Exercise requirements. Lay out the rows below as a Markdown table with two columns, No. and Row, giving each row its number and skipping blank lines. Leave the pictures out of the answer.

-- START Records supplied --

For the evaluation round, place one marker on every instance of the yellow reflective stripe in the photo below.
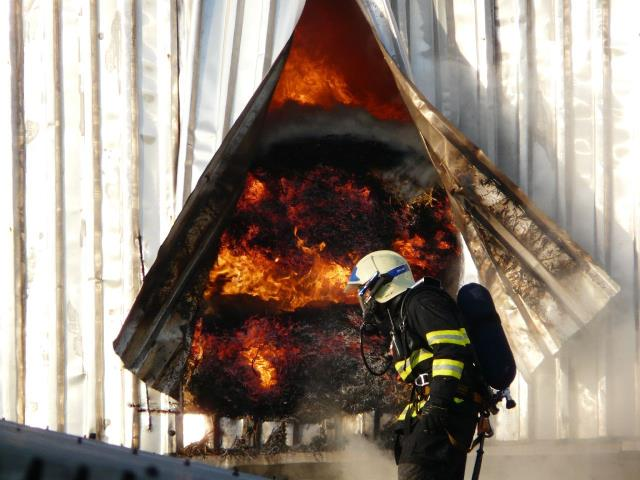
(414, 411)
(456, 337)
(447, 367)
(406, 366)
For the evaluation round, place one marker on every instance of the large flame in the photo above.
(266, 254)
(297, 232)
(294, 272)
(335, 60)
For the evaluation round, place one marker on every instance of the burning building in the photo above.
(116, 110)
(336, 155)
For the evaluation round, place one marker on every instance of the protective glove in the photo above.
(434, 418)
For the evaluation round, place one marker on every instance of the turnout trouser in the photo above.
(441, 455)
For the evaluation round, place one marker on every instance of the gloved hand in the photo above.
(434, 418)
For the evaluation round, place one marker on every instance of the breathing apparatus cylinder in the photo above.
(487, 336)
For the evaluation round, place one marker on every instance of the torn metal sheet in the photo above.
(546, 286)
(155, 340)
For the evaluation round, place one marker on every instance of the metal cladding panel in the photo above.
(547, 89)
(92, 138)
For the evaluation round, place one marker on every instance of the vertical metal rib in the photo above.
(134, 194)
(604, 244)
(268, 44)
(565, 180)
(191, 96)
(19, 154)
(61, 359)
(233, 66)
(97, 217)
(175, 100)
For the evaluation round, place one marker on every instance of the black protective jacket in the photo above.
(432, 344)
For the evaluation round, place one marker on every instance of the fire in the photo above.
(276, 318)
(340, 65)
(259, 274)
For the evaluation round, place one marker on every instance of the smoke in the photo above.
(363, 460)
(407, 168)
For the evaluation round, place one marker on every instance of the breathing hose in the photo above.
(364, 358)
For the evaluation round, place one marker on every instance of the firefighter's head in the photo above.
(379, 277)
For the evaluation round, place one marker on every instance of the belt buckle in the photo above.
(421, 380)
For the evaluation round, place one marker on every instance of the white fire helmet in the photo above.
(382, 263)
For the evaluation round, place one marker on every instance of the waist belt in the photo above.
(462, 391)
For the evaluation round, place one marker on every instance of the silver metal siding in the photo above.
(114, 115)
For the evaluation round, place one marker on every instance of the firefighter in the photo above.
(431, 351)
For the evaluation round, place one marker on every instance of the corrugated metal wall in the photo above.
(547, 88)
(114, 108)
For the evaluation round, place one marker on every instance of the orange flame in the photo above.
(256, 273)
(335, 60)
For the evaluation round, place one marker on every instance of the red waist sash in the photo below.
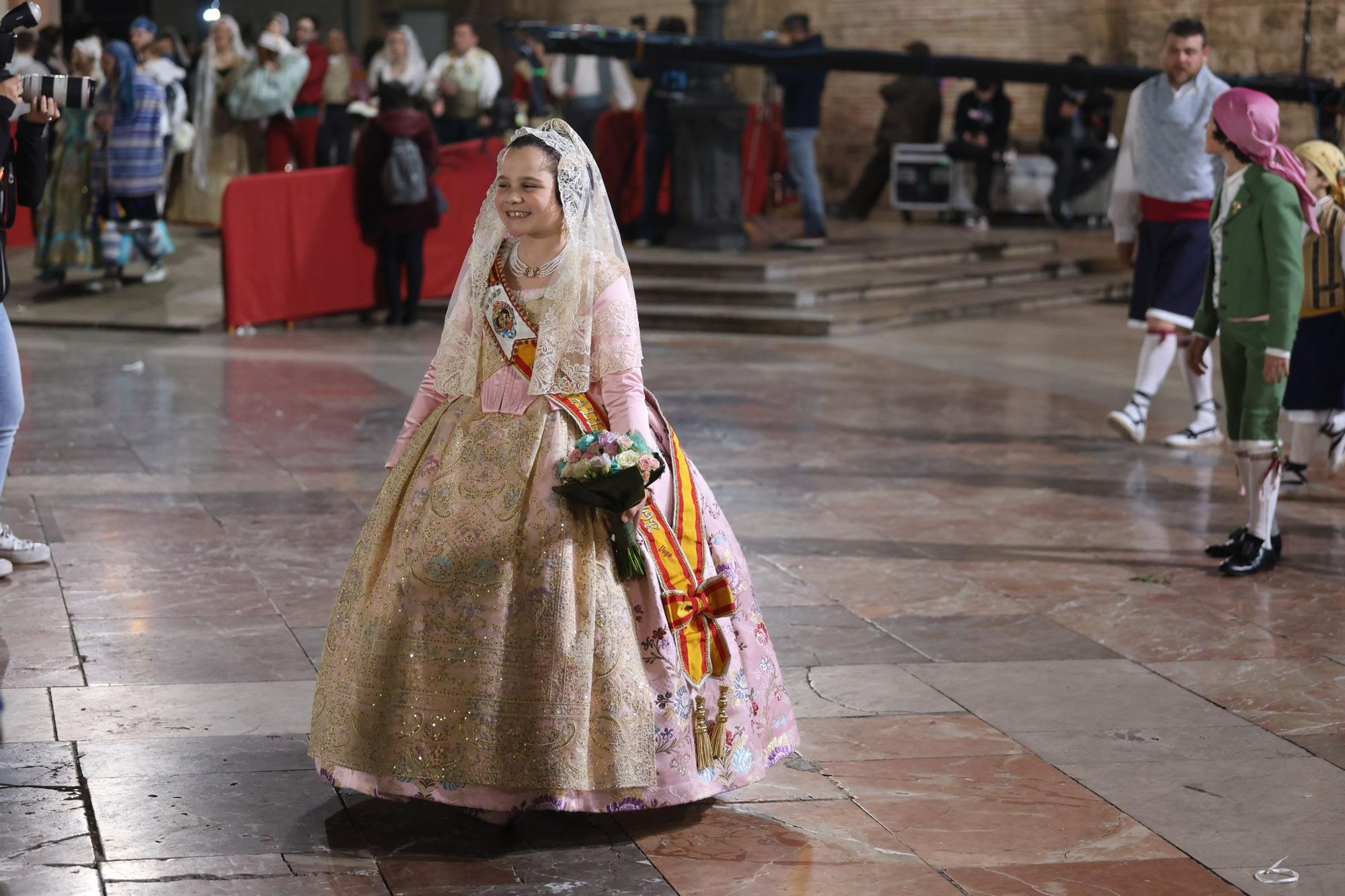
(1164, 212)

-- END Records supplied --

Solved exercise.
| No. | Row |
|---|---|
| 1 | For the evaluation round, place one marker on every instance of the yellow reflective stripe in the photo below. |
| 2 | (414, 411) |
| 3 | (456, 337) |
| 4 | (447, 367) |
| 5 | (406, 366) |
| 6 | For the evaluation round, place one marker on every instance of the large flame in the photo above. |
| 7 | (266, 254) |
| 8 | (297, 232) |
| 9 | (294, 272) |
| 10 | (335, 60) |
| 11 | For the evaluation round, place one marker on every instance of the burning building in the photo above. |
| 12 | (116, 110) |
| 13 | (336, 155) |
| 14 | For the evaluation round, place one marker on every instance of the protective glove in the photo above. |
| 15 | (434, 418) |
| 16 | For the evaluation round, place one marker on every instance of the turnout trouser in the photo above. |
| 17 | (441, 455) |
| 18 | For the evaluation round, place one marker on every instance of the gloved hand in the photo above. |
| 19 | (434, 418) |
| 20 | For the evaluation round, place one marker on every instance of the breathing apparatus cylinder in the photo above. |
| 21 | (487, 336) |
| 22 | For the evaluation round, place one marker on every instance of the torn metal sheet in the photo above. |
| 23 | (546, 286) |
| 24 | (155, 340) |
| 25 | For the evaluation round, place one marker on every instance of the metal cladding panel in the photo above. |
| 26 | (547, 89) |
| 27 | (92, 138) |
| 28 | For the evaluation round, place one marker on every instance of the vertical metal rib in the photo above. |
| 29 | (134, 194) |
| 30 | (604, 244) |
| 31 | (268, 44) |
| 32 | (565, 180) |
| 33 | (191, 96) |
| 34 | (19, 154) |
| 35 | (61, 359) |
| 36 | (233, 66) |
| 37 | (97, 217) |
| 38 | (175, 100) |
| 39 | For the evaluation round, place one marker on every instance of the black protective jacket in the photo above. |
| 40 | (432, 344) |
| 41 | For the evaluation round, place one marker on every instance of the fire in the photo above. |
| 42 | (276, 318) |
| 43 | (340, 65) |
| 44 | (259, 274) |
| 45 | For the evaluation round, place one marker on every instance of the smoke in the photo above. |
| 46 | (363, 460) |
| 47 | (407, 168) |
| 48 | For the evaluation round, place one marker on every instance of the breathing hose in the photo above. |
| 49 | (364, 358) |
| 50 | For the evaluation round, place one marker on every instance of the firefighter's head in the photo above. |
| 51 | (379, 277) |
| 52 | For the evaluation round, place one marker on every instance of the belt buckle in the photo above. |
| 53 | (421, 380) |
| 54 | For the evaluation round, place one marker on every instance of the white fire helmet in the photo above. |
| 55 | (382, 263) |
| 56 | For the evaluation round, place one marker on every instance of the waist belt in the photo above. |
| 57 | (462, 391) |
| 58 | For the evaluation round, place one marker on every instance of the silver metal siding in the photo above. |
| 59 | (114, 115) |
| 60 | For the evaluation round, place one marker on every instance of the firefighter in the photo above. |
| 61 | (431, 351) |
| 62 | For the evaluation round, place one marker on every instance of the corrugated metal wall in the photo above. |
| 63 | (547, 88) |
| 64 | (114, 108) |
| 65 | For the evaluation round, place one marker on every instance of the orange flame in the photo above. |
| 66 | (256, 273) |
| 67 | (335, 60) |
| 68 | For the evaluation round, place one marker on every instance of the red waist sash in the photo below. |
| 69 | (1164, 212) |